■ INSTRUCTIONS TO FOLLOW ■
Can you lay out the items below as a Markdown table with the columns "Row" and "Line", giving each nonblank line its own numbered row and leaving out the blank lines?

■ STORED ROWS ■

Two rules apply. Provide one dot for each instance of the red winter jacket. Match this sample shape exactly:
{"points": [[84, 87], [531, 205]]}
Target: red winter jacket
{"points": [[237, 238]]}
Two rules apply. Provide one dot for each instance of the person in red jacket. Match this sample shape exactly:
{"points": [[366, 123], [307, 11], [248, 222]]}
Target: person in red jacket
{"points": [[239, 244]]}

■ RESPONSE TO THIS EXERCISE ■
| Row | Line |
|---|---|
| 1 | Two rules apply. Provide one dot for each instance of the red winter jacket. Match this sample shape exactly: |
| 2 | {"points": [[84, 87], [531, 205]]} |
| 3 | Target: red winter jacket |
| 4 | {"points": [[237, 238]]} |
| 5 | Two rules apply. Provide one dot for each instance of the person in red jacket. Match this sample shape exactly: |
| 6 | {"points": [[366, 123], [307, 11], [248, 222]]} |
| 7 | Target: person in red jacket |
| 8 | {"points": [[239, 244]]} |